Input for this task START

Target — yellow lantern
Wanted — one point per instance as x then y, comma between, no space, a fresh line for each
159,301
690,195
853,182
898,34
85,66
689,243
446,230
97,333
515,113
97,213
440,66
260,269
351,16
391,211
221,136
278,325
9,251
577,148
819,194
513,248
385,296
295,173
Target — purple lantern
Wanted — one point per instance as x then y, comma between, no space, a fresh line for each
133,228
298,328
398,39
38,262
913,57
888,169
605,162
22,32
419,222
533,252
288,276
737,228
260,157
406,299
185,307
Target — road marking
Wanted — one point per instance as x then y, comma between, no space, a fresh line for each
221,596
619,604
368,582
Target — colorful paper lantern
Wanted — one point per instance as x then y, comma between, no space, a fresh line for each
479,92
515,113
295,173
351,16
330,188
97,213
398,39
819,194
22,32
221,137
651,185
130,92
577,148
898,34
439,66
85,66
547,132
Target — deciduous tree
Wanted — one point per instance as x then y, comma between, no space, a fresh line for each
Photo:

Input for this task END

- Work order:
Repeat the data. Keep every word the same.

- Solution:
Target — yellow lantern
Wanted — one point per instance as x then y, comma between, no space, a fresh line for each
159,301
690,195
853,182
898,34
85,66
689,243
446,230
97,333
515,113
97,213
440,66
260,269
351,16
391,211
221,136
278,325
9,251
577,148
819,194
513,248
385,296
295,173
Target — purple lantern
Wanted — one point per instance as x then y, comma between, no space, a fresh line for each
133,228
298,328
398,39
38,262
913,57
888,169
605,162
22,32
419,222
533,252
288,276
737,228
260,157
406,299
185,307
Target — road marking
Wanted — one point per instance as x then y, comma between, no space, a fresh line for each
221,596
619,604
368,582
Target — colorful paper lantern
Wanted — one point per instance as x then y, comma between, no space, a fresh line for each
479,92
515,113
295,173
351,16
330,188
97,213
398,39
819,194
22,32
221,137
651,185
130,92
577,148
898,34
439,66
85,66
547,132
Target — deciduous tree
Wanted — one point per instance as x then y, comma between, no space, a fresh line for each
Photo:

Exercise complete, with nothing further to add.